Start of Records for this exercise

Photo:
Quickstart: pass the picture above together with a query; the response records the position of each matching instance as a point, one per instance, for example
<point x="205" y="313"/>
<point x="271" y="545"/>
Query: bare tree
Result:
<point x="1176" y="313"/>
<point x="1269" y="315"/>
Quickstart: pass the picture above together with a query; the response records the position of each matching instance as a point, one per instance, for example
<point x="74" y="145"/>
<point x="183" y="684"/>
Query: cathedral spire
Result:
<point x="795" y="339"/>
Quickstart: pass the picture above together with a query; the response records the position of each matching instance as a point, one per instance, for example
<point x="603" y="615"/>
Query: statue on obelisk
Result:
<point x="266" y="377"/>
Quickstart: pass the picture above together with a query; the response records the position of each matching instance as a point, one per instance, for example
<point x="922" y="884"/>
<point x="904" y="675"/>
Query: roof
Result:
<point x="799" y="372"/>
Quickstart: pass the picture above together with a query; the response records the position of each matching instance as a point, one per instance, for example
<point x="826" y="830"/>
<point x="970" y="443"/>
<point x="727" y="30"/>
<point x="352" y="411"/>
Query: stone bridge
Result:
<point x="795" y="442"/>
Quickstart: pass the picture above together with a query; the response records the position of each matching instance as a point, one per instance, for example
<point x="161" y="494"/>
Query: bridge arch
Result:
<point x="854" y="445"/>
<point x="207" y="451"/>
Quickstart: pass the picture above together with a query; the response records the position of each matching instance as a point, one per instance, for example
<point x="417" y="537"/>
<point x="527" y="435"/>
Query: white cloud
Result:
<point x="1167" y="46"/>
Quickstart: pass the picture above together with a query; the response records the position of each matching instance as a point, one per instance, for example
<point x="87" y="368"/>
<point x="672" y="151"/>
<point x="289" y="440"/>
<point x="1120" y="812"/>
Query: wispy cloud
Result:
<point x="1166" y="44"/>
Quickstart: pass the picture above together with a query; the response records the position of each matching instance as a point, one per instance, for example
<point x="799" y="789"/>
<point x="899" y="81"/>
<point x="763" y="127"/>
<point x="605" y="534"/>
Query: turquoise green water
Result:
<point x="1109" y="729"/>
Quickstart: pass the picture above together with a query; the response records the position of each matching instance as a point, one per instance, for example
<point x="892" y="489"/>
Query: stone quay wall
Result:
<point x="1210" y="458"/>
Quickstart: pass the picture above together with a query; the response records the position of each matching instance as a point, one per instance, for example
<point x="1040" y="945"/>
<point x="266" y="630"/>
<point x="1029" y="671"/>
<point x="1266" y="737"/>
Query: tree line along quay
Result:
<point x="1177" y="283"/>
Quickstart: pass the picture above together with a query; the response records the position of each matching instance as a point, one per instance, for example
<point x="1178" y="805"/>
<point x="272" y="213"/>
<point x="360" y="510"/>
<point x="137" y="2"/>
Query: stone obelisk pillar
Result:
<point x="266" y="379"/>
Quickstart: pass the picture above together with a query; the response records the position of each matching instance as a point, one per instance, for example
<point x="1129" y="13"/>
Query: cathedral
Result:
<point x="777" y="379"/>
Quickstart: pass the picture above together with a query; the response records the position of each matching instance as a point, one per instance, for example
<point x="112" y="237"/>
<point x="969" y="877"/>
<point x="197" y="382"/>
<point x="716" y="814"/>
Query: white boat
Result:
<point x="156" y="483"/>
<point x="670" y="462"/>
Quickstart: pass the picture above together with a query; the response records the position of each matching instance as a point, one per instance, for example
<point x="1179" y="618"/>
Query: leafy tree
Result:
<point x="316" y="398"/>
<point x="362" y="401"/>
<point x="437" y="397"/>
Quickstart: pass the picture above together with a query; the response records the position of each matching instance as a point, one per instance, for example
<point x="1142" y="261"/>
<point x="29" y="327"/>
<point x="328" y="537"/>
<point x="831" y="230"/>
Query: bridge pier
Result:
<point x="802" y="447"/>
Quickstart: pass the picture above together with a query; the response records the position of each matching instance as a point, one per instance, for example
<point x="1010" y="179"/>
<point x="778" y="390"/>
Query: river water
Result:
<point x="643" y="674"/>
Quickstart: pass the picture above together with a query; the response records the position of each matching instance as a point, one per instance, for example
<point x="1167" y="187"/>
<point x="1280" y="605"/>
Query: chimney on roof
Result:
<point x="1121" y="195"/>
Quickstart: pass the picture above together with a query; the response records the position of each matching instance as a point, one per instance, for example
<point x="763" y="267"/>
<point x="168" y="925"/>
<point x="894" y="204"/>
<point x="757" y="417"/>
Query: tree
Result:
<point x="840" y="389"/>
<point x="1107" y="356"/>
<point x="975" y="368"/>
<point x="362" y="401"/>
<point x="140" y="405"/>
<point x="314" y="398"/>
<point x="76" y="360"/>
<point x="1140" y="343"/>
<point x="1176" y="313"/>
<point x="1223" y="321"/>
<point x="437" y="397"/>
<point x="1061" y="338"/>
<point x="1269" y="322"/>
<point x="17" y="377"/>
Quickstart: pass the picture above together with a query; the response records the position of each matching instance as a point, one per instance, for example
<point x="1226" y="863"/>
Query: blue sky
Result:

End of Records for this exercise

• [Exercise] From the data above, extract every line in its exact form.

• [Written solution]
Photo:
Quickstart: pass the picture above together with a query; the response records the position of each matching instance as a point, one per instance, for example
<point x="205" y="313"/>
<point x="271" y="545"/>
Query: bare tree
Result:
<point x="1176" y="313"/>
<point x="1269" y="315"/>
Quickstart: pass the picture above together with a query; the response records the position of each matching instance as a point, one per instance, for example
<point x="74" y="145"/>
<point x="183" y="684"/>
Query: cathedral spire
Result:
<point x="795" y="339"/>
Quickstart: pass the picture above together with a query; the response records the position of each matching instance as a point, one per instance, for example
<point x="603" y="615"/>
Query: statue on obelisk
Result:
<point x="266" y="377"/>
Quickstart: pass the picture above together with a query; the response records the position of each matching instance as a point, one per instance, for example
<point x="922" y="884"/>
<point x="904" y="675"/>
Query: roof
Result:
<point x="799" y="372"/>
Quickstart: pass the picture above together with a query; the response records the position of each matching instance as a point, one per instance, for example
<point x="826" y="830"/>
<point x="970" y="443"/>
<point x="727" y="30"/>
<point x="352" y="411"/>
Query: stone bridge
Result:
<point x="795" y="442"/>
Quickstart: pass the picture above together with a query; the response records the position of each matching instance as a point, one per instance, for example
<point x="161" y="494"/>
Query: bridge arch
Result:
<point x="854" y="445"/>
<point x="207" y="451"/>
Quickstart: pass the picture above together with a query; the response records the position of each matching instance as a point, one per instance, for example
<point x="417" y="537"/>
<point x="527" y="435"/>
Query: white cloud
Result:
<point x="1167" y="46"/>
Quickstart: pass the picture above together with a query; the response records the position of each matching instance as a point, one per instance, for example
<point x="87" y="368"/>
<point x="672" y="151"/>
<point x="289" y="440"/>
<point x="1120" y="812"/>
Query: wispy cloud
Result:
<point x="1166" y="44"/>
Quickstart: pass the picture above together with a query; the response records the position of each matching instance as a point, one per instance, for example
<point x="799" y="789"/>
<point x="899" y="81"/>
<point x="763" y="127"/>
<point x="605" y="534"/>
Query: turquoise green water
Result:
<point x="1109" y="729"/>
Quickstart: pass the picture above together with a query; the response records the position of each matching instance as a point, one per instance, for example
<point x="892" y="489"/>
Query: stone quay wall
Result:
<point x="1210" y="458"/>
Quickstart: pass the picture above together with a query; the response records the position of each matching instance as a point, one per instance, for example
<point x="1040" y="945"/>
<point x="266" y="630"/>
<point x="1029" y="671"/>
<point x="1266" y="737"/>
Query: tree line along quay
Result:
<point x="1177" y="283"/>
Quickstart: pass the picture above together with a query; the response records the position of each matching instance as a point, one per instance, for example
<point x="1178" y="805"/>
<point x="272" y="213"/>
<point x="360" y="510"/>
<point x="137" y="2"/>
Query: stone obelisk pillar
Result:
<point x="266" y="379"/>
Quickstart: pass the picture above together with a query; the response records the position of each matching instance as a point, one per instance, for example
<point x="1129" y="13"/>
Query: cathedral
Result:
<point x="777" y="379"/>
Quickstart: pass the picture above together with a query; the response records the position of each matching instance as a point, one per instance, for example
<point x="112" y="237"/>
<point x="969" y="877"/>
<point x="197" y="382"/>
<point x="716" y="814"/>
Query: white boat
Result:
<point x="156" y="483"/>
<point x="670" y="462"/>
Quickstart: pass the picture above together with a query; the response records the position of each matching instance as a point, one per instance, for example
<point x="1179" y="618"/>
Query: leafy tree
Result:
<point x="316" y="398"/>
<point x="362" y="401"/>
<point x="437" y="397"/>
Quickstart: pass the picture above together with a query; the response records the position of each matching instance as a point, one per instance, for example
<point x="1142" y="261"/>
<point x="29" y="327"/>
<point x="328" y="537"/>
<point x="831" y="230"/>
Query: bridge pier
Result:
<point x="802" y="447"/>
Quickstart: pass the picture above together with a query; the response records the position of each matching instance as a point, one per instance, for example
<point x="1010" y="179"/>
<point x="778" y="390"/>
Query: river water
Result:
<point x="643" y="674"/>
Quickstart: pass the picture above together with a query; the response records the position of each matching instance as a point, one per instance, for example
<point x="1167" y="187"/>
<point x="1280" y="605"/>
Query: chimney on roof
Result:
<point x="1121" y="195"/>
Quickstart: pass the picture above together with a query; the response records the position of each matching instance as a point, one per instance, for example
<point x="763" y="267"/>
<point x="168" y="925"/>
<point x="894" y="204"/>
<point x="757" y="417"/>
Query: tree
Result:
<point x="840" y="389"/>
<point x="1107" y="356"/>
<point x="975" y="368"/>
<point x="362" y="401"/>
<point x="140" y="405"/>
<point x="314" y="398"/>
<point x="76" y="360"/>
<point x="1140" y="343"/>
<point x="1176" y="313"/>
<point x="1223" y="321"/>
<point x="437" y="397"/>
<point x="1061" y="338"/>
<point x="1269" y="322"/>
<point x="17" y="377"/>
Quickstart: pass the picture above together with a query; the response records the position of each matching instance as a point, one per instance, for example
<point x="1226" y="863"/>
Query: blue sky
Result:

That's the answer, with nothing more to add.